### ИСХОДНЫЙ ТЕКСТ

Владимир Городилов Шли и падали...

Владимир Филиппович Городилов.
Записано со слов ветерана Великой Отечественной войны.



К началу войны мне было 17 лет. Жил я тогда в Краснодаре, работал на заводе «Краснолит» токарем, попутно учился в аэроклубе. Я выходец из бедной семьи, у отца не было ног, мать неграмотная. Очень хотелось того, что имели другие ребята. Мать даст денег на два килограмма хлеба, я возьму кило восемьсот и на оставшееся – две конфеты. С началом войны стали мы работать по 12 часов в день без выходных.
При подходе немцев к Краснодару тех, кто из аэроклуба, передали в Краснодарское пехотное училище. Ночью курсантов подняли по тревоге и без оружия повели пешком по горным дорогам в Сухуми. До Горячего Ключа шли вместе с другими пехотными училищами, растеряли друг друга под Апшеронском. Майкоп уже был занят немцами. Вышли к морю в районе Архипо-Осиповки. Шли ночью в первые дни по 12-15 км за ночь, потом и до 60 км в ночь доходило. Весь паек: кружка муки и соль, на кострах сами как-либо все это пекли.
Был ноябрь 1942 года. Почти весь путь до Сухуми прошли пешком.
Там часть курсантов Краснодарского пехотного училища передали в 103 отдельную курсантскую стрелковую бригаду вторым формированием. Она предназначалась для боев за Крым. Бригада считалась кадровой, по обстановке ей придавали отдельные батальоны. В 1942 году на Северном Кавказе было расформировано 14 училищ, курсанты и пополнили потери, понесенные бригадой в боях под Крымской, Абинской, Троицкой, Мингрельской станицами. Бригада при отступлении наших войск удерживала фронт шириной 80 км, связь осуществлялась через связных. Вооружение – винтовки СВТ.

######
### ИСХОДНЫЕ ДАННЫЕ

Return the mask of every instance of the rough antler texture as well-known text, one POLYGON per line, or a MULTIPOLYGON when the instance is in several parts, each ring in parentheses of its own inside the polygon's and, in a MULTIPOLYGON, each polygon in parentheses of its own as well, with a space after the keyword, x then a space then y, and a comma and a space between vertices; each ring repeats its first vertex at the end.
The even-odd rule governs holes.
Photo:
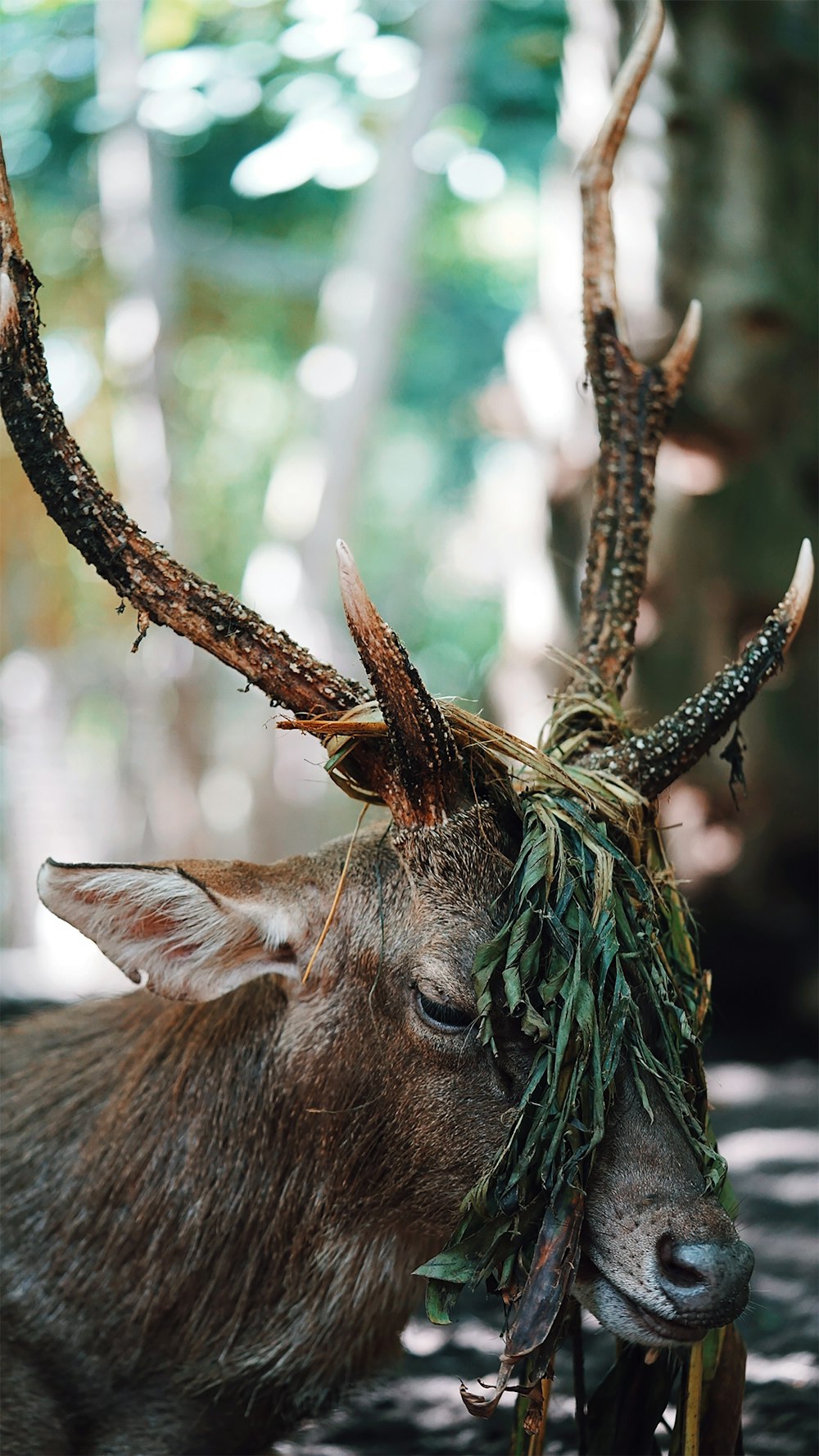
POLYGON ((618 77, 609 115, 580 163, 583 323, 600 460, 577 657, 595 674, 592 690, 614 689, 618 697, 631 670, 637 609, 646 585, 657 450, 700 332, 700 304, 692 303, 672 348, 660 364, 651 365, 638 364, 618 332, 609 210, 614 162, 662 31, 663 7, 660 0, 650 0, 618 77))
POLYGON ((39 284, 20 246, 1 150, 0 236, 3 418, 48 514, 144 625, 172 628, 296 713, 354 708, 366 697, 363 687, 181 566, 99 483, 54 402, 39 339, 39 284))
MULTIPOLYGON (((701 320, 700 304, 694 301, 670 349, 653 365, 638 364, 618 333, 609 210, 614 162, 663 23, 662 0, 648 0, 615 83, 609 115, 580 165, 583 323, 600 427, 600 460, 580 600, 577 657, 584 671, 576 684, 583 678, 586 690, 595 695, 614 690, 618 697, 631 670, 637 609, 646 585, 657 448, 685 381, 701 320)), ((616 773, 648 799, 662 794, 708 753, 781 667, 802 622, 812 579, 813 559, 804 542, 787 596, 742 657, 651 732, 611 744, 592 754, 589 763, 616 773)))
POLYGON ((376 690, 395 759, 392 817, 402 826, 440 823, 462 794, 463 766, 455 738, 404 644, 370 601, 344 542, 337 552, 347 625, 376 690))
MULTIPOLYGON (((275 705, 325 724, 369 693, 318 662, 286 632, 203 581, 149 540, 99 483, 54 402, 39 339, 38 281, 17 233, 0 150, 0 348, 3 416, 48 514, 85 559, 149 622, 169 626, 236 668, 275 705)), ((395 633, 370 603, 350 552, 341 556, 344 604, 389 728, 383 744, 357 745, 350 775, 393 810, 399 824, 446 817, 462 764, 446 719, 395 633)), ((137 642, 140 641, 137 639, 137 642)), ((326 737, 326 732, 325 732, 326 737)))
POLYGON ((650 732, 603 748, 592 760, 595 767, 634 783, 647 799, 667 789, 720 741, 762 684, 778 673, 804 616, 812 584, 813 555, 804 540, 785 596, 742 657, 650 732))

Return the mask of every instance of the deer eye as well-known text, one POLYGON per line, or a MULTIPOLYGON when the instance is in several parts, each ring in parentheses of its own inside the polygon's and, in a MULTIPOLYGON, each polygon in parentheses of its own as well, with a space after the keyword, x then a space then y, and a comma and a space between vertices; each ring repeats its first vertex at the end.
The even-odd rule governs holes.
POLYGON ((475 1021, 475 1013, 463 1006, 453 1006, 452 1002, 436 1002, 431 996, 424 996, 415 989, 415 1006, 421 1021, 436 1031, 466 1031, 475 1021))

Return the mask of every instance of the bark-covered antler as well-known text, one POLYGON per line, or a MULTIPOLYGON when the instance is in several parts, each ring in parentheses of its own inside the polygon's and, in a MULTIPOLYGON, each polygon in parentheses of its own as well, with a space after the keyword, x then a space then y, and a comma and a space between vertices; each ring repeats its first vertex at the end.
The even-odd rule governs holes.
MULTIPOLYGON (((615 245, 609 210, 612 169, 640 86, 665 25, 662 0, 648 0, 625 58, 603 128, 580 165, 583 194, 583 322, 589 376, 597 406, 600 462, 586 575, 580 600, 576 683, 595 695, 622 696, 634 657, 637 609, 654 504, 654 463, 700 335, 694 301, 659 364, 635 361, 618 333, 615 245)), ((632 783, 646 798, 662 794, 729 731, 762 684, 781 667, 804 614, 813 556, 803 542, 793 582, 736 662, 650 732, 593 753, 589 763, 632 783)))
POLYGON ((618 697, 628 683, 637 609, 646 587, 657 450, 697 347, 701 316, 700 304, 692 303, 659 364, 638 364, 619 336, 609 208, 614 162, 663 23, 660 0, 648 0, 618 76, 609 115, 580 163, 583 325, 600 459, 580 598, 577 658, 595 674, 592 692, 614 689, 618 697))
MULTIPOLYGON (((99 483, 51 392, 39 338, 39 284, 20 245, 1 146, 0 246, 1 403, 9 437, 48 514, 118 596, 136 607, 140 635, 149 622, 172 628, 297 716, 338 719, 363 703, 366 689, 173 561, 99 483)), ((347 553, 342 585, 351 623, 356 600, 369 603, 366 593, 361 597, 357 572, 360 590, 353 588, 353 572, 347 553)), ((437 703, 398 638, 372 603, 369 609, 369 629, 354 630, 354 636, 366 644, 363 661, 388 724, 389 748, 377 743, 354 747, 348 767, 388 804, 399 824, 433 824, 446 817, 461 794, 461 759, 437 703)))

######
### ИСХОДНЫЕ ДАННЫЕ

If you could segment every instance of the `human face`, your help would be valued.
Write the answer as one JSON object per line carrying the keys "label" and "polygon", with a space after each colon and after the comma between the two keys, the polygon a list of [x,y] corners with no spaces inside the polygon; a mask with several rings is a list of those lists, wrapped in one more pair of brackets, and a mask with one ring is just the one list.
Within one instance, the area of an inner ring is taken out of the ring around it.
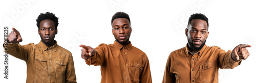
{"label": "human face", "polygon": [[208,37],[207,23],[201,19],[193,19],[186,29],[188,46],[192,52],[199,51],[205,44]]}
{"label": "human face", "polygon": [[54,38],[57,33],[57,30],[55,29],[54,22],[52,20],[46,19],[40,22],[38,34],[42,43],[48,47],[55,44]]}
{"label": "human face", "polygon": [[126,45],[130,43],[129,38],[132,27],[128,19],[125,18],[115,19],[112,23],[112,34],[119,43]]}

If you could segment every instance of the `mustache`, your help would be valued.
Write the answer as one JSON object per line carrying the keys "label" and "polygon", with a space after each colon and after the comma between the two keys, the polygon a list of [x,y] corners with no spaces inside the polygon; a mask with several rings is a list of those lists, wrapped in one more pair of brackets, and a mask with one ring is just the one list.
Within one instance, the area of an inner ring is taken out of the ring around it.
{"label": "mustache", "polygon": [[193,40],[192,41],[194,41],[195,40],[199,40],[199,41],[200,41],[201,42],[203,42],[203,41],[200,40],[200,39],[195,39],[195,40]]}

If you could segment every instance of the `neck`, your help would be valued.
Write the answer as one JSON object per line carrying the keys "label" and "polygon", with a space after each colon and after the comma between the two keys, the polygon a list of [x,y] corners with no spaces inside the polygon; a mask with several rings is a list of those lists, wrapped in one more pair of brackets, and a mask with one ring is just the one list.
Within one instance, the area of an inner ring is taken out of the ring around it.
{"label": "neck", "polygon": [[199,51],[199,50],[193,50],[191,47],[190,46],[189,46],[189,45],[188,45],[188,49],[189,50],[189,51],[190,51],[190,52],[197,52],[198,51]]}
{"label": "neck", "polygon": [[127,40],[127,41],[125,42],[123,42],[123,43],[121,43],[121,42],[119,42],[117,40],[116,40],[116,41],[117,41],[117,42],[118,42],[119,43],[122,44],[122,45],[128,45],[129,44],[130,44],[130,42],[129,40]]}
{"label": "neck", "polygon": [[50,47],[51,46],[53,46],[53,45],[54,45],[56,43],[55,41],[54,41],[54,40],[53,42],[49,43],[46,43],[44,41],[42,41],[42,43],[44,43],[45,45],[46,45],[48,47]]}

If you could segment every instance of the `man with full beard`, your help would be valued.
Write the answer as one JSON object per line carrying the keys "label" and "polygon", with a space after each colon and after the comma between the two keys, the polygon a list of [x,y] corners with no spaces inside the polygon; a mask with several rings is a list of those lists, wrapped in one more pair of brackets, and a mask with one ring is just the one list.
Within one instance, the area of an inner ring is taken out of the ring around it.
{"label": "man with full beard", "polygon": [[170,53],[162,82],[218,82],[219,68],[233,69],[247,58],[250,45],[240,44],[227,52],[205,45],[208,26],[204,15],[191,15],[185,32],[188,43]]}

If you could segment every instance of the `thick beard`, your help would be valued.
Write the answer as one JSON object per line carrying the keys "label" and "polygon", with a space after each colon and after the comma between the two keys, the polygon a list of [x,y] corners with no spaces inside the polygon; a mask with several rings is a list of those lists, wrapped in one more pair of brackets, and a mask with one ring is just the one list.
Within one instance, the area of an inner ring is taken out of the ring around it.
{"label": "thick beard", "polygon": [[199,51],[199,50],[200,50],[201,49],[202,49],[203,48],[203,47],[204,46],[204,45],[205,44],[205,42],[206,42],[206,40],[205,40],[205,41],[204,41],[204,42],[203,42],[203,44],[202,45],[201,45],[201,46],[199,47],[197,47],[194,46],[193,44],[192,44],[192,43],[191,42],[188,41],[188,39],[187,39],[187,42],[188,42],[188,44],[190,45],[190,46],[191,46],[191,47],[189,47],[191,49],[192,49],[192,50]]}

######

» **ЗАДАНИЯ**
[1] Зачем, судя по воспоминаниям ветерана, он брал хлеба на двести граммов меньше, чем давала денег мать?
[2] Перепишите отрывок воспоминаний ветерана от «Записано со слов» до «день без выходных.», заменив «токарем» на «слесарем».

» **ОТВЕТЫ К ЗАДАНИЯМ**
[1] Ему очень хотелось того, что имели другие ребята: из бедной семьи, он покупал вместо двух килограммов хлеба кило восемьсот, чтобы на оставшиеся деньги купить две конфеты.

[2]
Записано со слов ветерана Великой Отечественной войны.



К началу войны мне было 17 лет. Жил я тогда в Краснодаре, работал на заводе «Краснолит» слесарем, попутно учился в аэроклубе. Я выходец из бедной семьи, у отца не было ног, мать неграмотная. Очень хотелось того, что имели другие ребята. Мать даст денег на два килограмма хлеба, я возьму кило восемьсот и на оставшееся – две конфеты. С началом войны стали мы работать по 12 часов в день без выходных.